GIVEN PROBLEM:
Count the lines in the data below that contain the word "panel", treating case as significant. Reply with only the number.

RECORDS TO USE:
· · · ·
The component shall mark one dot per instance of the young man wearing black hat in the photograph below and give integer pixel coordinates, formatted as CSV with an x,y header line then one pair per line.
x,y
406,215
· · · ·
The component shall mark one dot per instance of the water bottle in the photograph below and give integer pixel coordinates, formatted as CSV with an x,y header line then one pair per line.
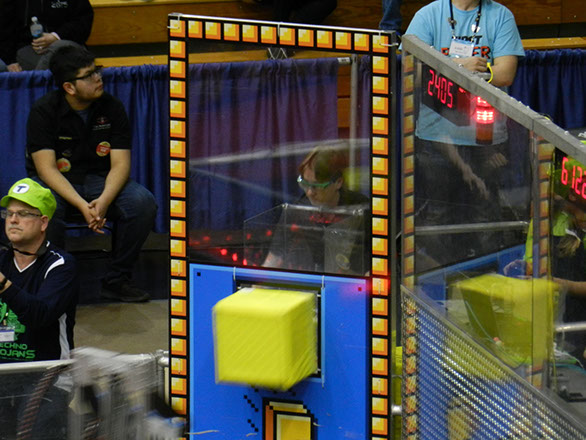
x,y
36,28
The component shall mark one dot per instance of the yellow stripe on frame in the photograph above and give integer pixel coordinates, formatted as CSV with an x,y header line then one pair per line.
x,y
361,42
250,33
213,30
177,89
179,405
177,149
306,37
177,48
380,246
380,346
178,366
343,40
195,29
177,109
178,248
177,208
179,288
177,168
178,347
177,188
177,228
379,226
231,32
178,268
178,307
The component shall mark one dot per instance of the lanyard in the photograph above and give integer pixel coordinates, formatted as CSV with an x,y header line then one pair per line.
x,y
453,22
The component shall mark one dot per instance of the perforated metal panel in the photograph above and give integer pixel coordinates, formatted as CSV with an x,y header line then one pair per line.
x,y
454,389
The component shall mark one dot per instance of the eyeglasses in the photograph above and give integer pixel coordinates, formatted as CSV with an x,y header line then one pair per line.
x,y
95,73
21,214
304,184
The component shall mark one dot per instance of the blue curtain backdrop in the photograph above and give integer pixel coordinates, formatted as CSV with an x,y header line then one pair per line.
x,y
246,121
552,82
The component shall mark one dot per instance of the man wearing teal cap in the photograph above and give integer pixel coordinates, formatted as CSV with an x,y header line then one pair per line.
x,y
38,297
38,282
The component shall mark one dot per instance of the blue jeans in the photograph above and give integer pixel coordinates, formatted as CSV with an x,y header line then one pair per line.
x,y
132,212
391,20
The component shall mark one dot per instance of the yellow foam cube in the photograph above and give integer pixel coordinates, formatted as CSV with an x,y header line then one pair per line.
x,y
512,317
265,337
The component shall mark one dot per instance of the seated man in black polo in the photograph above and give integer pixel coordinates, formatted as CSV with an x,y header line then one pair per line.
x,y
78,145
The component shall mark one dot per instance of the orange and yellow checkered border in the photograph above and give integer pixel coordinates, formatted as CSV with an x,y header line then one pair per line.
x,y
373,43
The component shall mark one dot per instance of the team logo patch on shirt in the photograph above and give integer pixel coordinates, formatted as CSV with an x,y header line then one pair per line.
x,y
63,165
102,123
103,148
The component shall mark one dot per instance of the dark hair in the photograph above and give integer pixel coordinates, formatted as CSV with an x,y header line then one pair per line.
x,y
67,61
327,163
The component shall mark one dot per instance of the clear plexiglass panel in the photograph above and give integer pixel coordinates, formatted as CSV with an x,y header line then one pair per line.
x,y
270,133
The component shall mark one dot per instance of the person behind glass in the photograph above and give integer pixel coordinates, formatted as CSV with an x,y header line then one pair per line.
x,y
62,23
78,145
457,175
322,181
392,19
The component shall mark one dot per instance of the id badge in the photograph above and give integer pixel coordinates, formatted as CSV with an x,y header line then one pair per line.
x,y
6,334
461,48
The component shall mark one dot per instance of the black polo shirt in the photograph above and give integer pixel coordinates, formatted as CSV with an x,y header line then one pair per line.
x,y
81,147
· · · ·
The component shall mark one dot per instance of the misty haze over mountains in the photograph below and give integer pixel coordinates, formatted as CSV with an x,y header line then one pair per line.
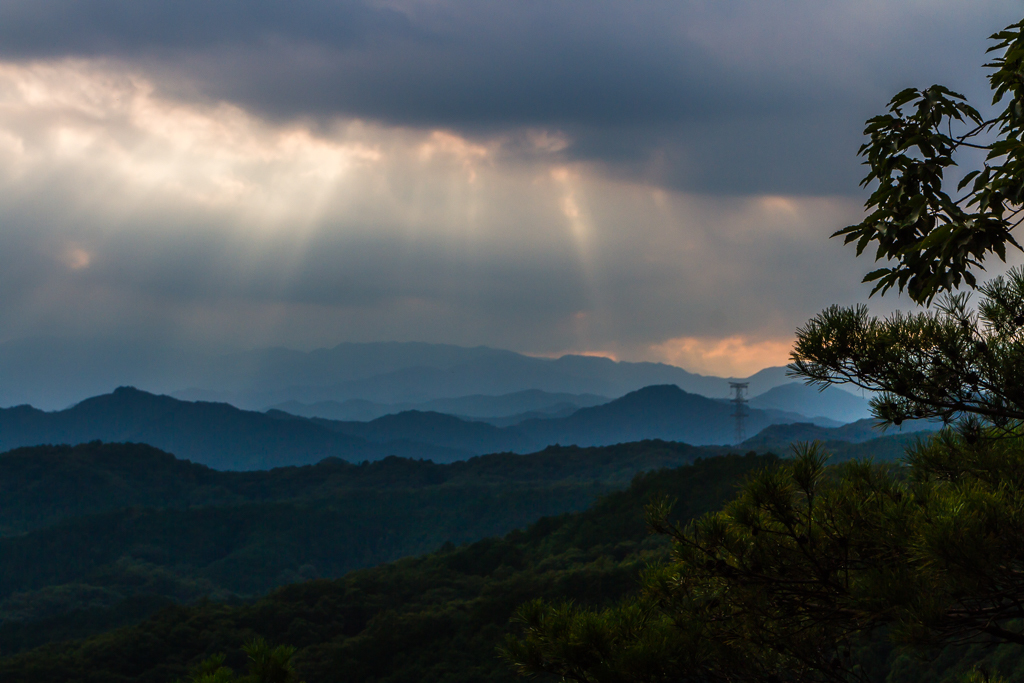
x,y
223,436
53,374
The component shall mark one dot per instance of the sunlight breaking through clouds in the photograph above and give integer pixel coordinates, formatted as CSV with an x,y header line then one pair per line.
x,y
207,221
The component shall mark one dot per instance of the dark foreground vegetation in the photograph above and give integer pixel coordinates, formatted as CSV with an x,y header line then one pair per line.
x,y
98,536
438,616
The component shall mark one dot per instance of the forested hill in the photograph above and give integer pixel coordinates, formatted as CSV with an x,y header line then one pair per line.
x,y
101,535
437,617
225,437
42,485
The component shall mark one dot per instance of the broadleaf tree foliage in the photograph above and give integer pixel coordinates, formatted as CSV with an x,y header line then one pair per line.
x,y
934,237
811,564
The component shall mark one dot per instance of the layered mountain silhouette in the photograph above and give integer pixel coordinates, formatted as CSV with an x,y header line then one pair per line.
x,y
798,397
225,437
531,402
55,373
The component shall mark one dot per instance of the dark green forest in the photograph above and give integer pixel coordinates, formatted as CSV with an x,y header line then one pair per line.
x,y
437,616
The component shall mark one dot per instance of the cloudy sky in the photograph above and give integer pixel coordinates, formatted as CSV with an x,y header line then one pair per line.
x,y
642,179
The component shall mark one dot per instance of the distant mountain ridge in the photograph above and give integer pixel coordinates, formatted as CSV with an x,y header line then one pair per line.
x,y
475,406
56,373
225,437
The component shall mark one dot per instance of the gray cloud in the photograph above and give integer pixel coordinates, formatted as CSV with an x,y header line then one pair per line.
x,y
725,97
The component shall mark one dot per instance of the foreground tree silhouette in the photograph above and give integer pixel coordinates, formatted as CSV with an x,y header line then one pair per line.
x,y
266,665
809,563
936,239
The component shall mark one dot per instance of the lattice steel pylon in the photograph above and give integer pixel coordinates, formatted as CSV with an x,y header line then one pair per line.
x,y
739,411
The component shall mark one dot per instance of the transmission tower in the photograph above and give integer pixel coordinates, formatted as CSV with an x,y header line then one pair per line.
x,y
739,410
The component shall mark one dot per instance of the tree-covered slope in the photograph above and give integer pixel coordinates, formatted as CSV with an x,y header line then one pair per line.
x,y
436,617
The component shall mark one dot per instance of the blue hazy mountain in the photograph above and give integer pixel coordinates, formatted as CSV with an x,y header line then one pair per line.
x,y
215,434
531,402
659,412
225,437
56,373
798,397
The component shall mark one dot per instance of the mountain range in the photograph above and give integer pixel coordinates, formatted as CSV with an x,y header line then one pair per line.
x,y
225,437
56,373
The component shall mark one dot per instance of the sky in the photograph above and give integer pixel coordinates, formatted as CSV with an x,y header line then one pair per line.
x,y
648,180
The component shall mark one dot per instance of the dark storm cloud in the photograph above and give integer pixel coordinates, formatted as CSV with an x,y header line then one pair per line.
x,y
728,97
· · · ·
FULL RESPONSE:
2